→ **Texto base**
"""

Além da Palavra: explorando o universo literário de José Saramago

Além da Palavra: explorando o universo literário de José Saramago

Neste mês de novembro, seria o aniversário de um dos maiores escritores da literatura mundial: José Saramago. O autor português foi um dos autores mais importantes do século XX, sendo inclusive vencedor de dois grandes prêmios: Prêmio Camões, a mais tradicional premiação de literatura em língua portuguesa, e o Nobel de Literatura, a famosa premiação literária internacional. 

Tais feitos se justificam pela genialidade do autor, que nos deixou em junho de 2010. Caso você não o conheça, que tal ler o artigo de hoje para saber um pouco mais de sua história e obras? 

Quem foi José Saramago?

Nascido em 16 de novembro de 1922, em Azinhaga, aldeia portuguesa da província de Ribatejo, Saramago mudou-se para Lisboa com seus pais quando tinha menos de dois anos de idade.

Aqui vale salientar que seu nome seria José de Sousa –  mesmo nome de seu pai -, porém o funcionário do Registro Civil o registrou José de Sousa Saramago – este último sobrenome sendo uma alcunha pela qual sua família era conhecida na região. Saramago era uma planta herbácea espontânea, cujas folhas, naqueles tempos, em épocas de carência, serviam como alimento na cozinha dos pobres.

Aos 16 anos começou a frequentar um curso técnico de serralheria mecânica, no qual teve acesso aos livros de literatura, descobrindo o gosto pela poesia. O autor trabalhou como serralheiro mecânico, desenhista e funcionário público, até ingressar na carreira editorial, trabalhando como jornalista, tradutor e editor. 

Sua vida dedicada à escrita só teve início realmente quando houve a tentativa de golpe militar, em 1975. Por ser filiado ao Partido Comunista Português, Saramago perdeu seu cargo no jornal e não conseguiu emprego em nenhum outro lugar por sua posição política, o que o levou a escrever livros. 

Em 1947 publicou sua primeira obra “Terra do Pecado”. Passou anos sem publicar uma nova história, voltando a fazê-lo em 1980, com “Levantados do chão”. Depois vieram diversas outras obras literárias, dentre elas “O Evangelho segundo Jesus Cristo”, romance que na época foi tido como polêmico, chegando a ser censurado pelo governo português, que vetou sua participação no Prêmio Literário Europeu.

"""

→ **Dados fornecidos**
"""

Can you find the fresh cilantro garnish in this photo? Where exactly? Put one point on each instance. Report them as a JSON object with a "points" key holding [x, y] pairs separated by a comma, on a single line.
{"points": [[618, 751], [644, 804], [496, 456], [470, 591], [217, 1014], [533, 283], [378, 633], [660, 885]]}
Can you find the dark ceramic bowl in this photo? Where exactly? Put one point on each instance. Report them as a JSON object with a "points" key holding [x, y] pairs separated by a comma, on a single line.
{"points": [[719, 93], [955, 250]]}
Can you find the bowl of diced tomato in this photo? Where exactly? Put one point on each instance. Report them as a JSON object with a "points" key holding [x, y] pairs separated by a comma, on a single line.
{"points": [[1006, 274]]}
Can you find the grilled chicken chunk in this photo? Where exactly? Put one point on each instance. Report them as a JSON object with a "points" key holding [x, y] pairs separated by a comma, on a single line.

"""
"""

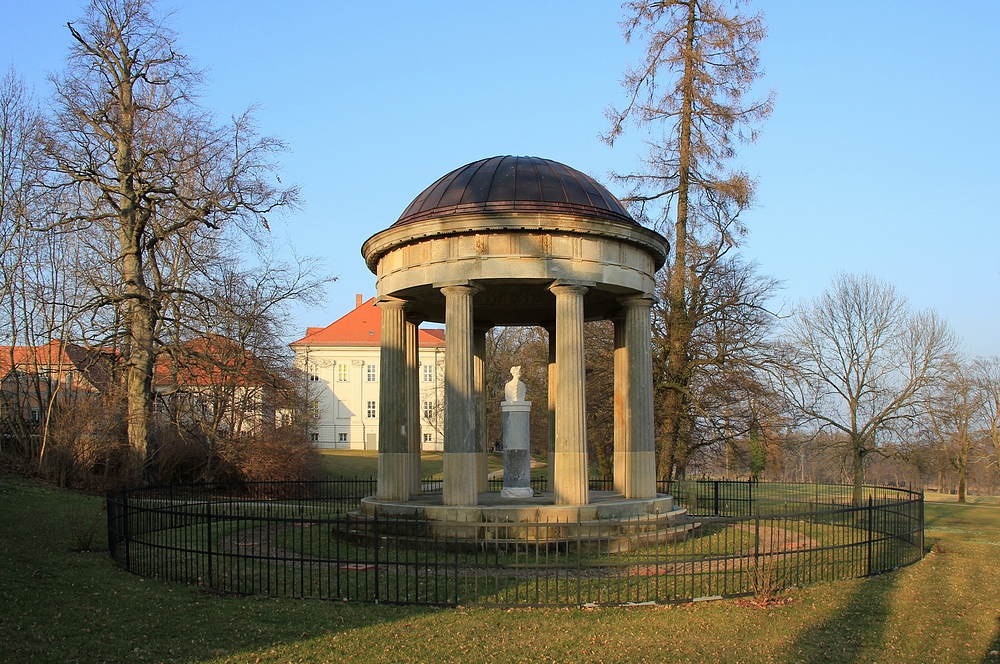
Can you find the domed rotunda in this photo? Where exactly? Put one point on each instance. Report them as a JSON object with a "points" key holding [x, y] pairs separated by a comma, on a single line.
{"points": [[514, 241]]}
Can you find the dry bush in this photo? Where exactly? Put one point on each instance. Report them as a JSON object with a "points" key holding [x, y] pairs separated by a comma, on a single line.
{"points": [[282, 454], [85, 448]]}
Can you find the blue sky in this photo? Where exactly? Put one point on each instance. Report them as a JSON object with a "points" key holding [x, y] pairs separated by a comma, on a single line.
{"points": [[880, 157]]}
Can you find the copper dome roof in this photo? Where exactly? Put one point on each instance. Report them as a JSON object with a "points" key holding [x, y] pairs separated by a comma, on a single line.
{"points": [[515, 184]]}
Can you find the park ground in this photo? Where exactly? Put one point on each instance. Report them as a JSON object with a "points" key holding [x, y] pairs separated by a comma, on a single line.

"""

→ **Tarefas**
a - Traduza para o inglês a seguinte frase do texto sobre José Saramago: "Aos 16 anos começou a frequentar um curso técnico de serralheria mecânica, no qual teve acesso aos livros de literatura, descobrindo o gosto pela poesia."
b - Liste todas as ocupações que, segundo o texto sobre José Saramago, ele exerceu antes de se dedicar à escrita de livros.
Esses dados vêm de uma fonte diferente da do texto.

→ **Lista de respostas**
a - At 16 he began attending a technical course in mechanical locksmithing, where he had access to literature books and discovered a taste for poetry.

b -
- serralheiro mecânico
- desenhista
- funcionário público
- jornalista
- tradutor
- editor